*** Opening of Excerpt ***
Perhaps because we are at the threshold of medicine itself, and therefore at the junction between science and medicine, it might be worthwhile to view science in society from a broader perspective. I confess at the outset a lack of expertise. The societal forces that drive science are not a matter I have studied, taught, or published about. What I have to offer most resembles a pleasant luncheon conversation with a colleague. Still, it may have a value in widening our perspective and at least mentioning forces that surely are at work even if a bit outside my own world of study.
Here is a podcast made by AI using Coogle NotebookLM.
PEOPLE IN GENERAL ARE CURIOUS
The pair of circles, one red 1 white, refer to people in general. There is ample evidence that they care about what is there in the world about them. The evidence is overwhelming: museums, zoos, planetariums, the love of travel. People are curious.
This is why empirical research, new measurements about a mountain or a deep-sea rift, beautiful star pictures taken through a telescope orbiting us in the vastness of outer space, the bewildering magical power of modern genetics regularly show up in the science section of the daily newspaper.
Likewise for theory. People very much want to know how it all came about. I need only mention Darwin, Galileo, Einstein – and God.
So, whereas some are so motivated by curiosity they become scientists, their work meets with and satisfies a general desire within society for the new things they discover. Certainly this is one reason why society has supported science for centuries.
EMPIRICISM AND THEORY DEPEND ON INVENTION, AND THE REVERSE
The mastery and imagination that drive empiricism or the creation and testing of theory are futile without the instruments and reagents that come from invention. That is why the blue lines in the picture radiate into both spheres of knowledge – the white circle and the red circle. It is true that a wider knowledge of the world creates a more fertile ground for theory, and also true that theory gives rise to new empiricism. Thus the white and red arrows connecting the two circles. But the dependence of both an invention is dramatic when you stop, as I did here, to make a diagram.
*** Close of Excerpt ***
*** Opening of Source information ***
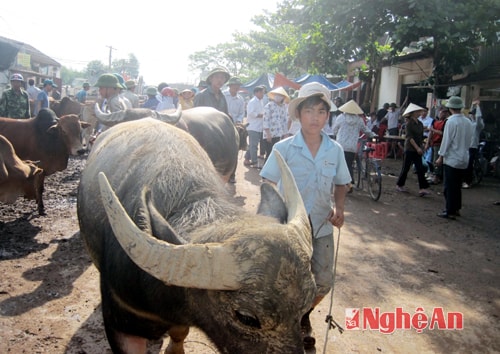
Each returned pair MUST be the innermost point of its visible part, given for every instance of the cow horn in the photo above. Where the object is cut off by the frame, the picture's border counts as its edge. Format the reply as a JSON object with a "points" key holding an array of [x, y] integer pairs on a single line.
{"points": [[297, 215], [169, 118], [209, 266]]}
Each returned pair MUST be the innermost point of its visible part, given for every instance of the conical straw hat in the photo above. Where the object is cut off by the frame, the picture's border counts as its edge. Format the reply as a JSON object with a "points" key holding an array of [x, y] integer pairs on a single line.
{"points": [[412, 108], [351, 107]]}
*** Close of Source information ***
*** Opening of Source information ***
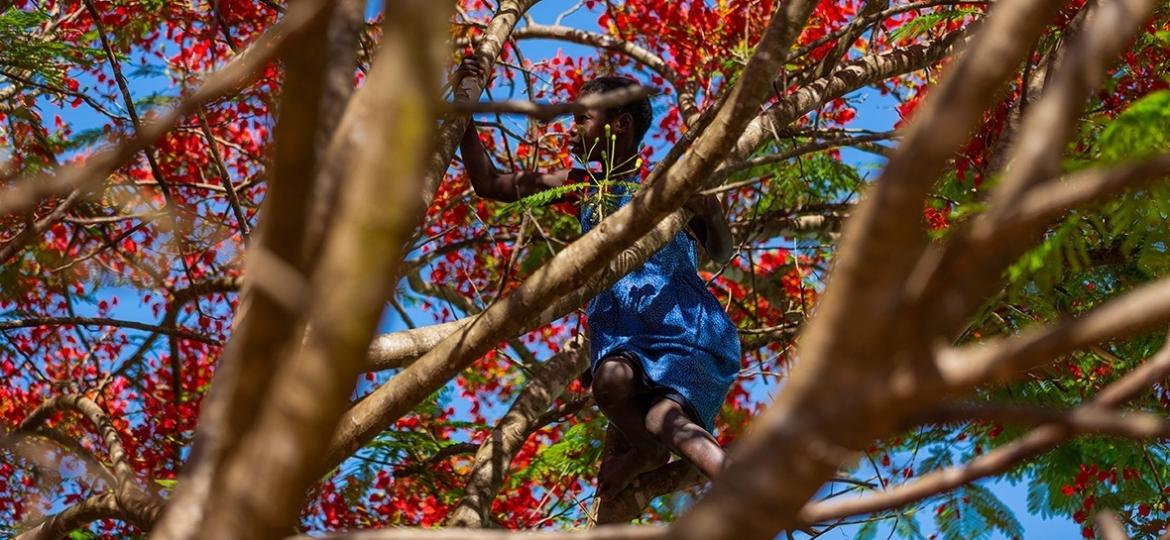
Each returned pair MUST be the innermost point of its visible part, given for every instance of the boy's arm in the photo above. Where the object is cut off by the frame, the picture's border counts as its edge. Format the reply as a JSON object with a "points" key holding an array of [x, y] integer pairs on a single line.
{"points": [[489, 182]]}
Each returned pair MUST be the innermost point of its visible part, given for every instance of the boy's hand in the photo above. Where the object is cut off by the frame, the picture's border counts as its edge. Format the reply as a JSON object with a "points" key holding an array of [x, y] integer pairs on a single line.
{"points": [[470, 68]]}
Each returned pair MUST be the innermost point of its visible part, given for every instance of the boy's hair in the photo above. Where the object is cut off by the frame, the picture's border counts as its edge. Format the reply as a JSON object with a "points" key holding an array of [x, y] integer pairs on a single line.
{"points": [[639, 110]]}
*** Close of Source information ***
_Work request 1_
Answer these questions about the essay on science in society:
(a) What evidence does the essay give that people are curious?
(b) Which names does the author mention about people wanting to know how it all came about?
(c) Into what do the blue lines in the picture radiate?
_Work request 2_
Continue the essay on science in society, starting after its last sentence.

_Answer area 1_
(a) Museums, zoos, planetariums, and the love of travel.
(b) Darwin, Galileo, Einstein, and God.
(c) Into both spheres of knowledge: the white circle and the red circle.

_Answer area 2_
The opposite is also true. The more we know about the world at large, and the better our theories about cause, the greater the resources available to the inventor. It is for this reason that the blue arrows go in both directions.
COMMERCE STIMULATES INVENTION, AND THE REVERSE
As I’ve said before, new inventions are nutrient for commerce. At the same time, the manufacture and distribution of new equipment and reagents allows invention to proceed at a higher rate. It does the same for both kinds of research, empirical and theoretical.
This brings into focus a whole new level of demand and support for research. Human curiosity, within society and within scientists themselves is a powerful force. But the desire to increase commerce arises from different sources. In other words it is an independent force, beyond curiosity, and related to such things as a desire for wealth.
COMMERCE IMPROVES QUALITY OF LIFE.
Here, we are come upon a truism. Just about everything that we have comes from commerce: new spaceships, better can openers, safety pins, gene therapy. Like desire for wealth, the desire for a more comfortable and generous life is a powerful force in society and one of the ways it can act this through stimulation of invention.
THE LONG 19TH CENTURY
Beginning with the French Revolution and ending at the beginning of the First World War, a period roughly between 1789 and 1914, and particularly in the West, the world experienced what is often called the industrial revolution. For better or for worse, agrarian life gave way to factory life for a huge sector of society, and worldwide ability to produce new kinds of things increased remarkably.
It is precisely this ‘long’ century that contained among the most extraordinary explosive increases in scientific knowledge. At the beginning, we had primitive steam power. At the end, we had radioactivity, relativity, quantum theory, high speed railroads, electric power and lighting throughout our cities, radio, and automobiles – and more. Medicine came into possession of antisepsis, anesthesia, bacteriology, sophisticated surgical instruments, X-ray, and laboratory testing over a wide range of measurements. The long 19th century is a remarkable example of commerce and invention driving science, and the reverse, giving rise to exponentiating increases of both.
THE CASE OF MEDICINE
As if my enjoyable luncheon conversation had come to its conclusion, it is time to move on from this global and perhaps overly obvious discussion and turn to medicine in proper detail. All three of the great structures of science come to a focus at medicine, and that means they point to disease. For it is against disease that medicine brings its energies and intellectual resources.
Naturally, the diseases all contain empirical and theoretical components, and medical care benefits from both forms of knowledge. I have already pointed out that tests and treatments are the essential mediators of health care. Both arise from invention and become a reality through commerce.
But I have not as yet made clear just how diseases are constructed, what they are in the terms we have been using here. That is my next task.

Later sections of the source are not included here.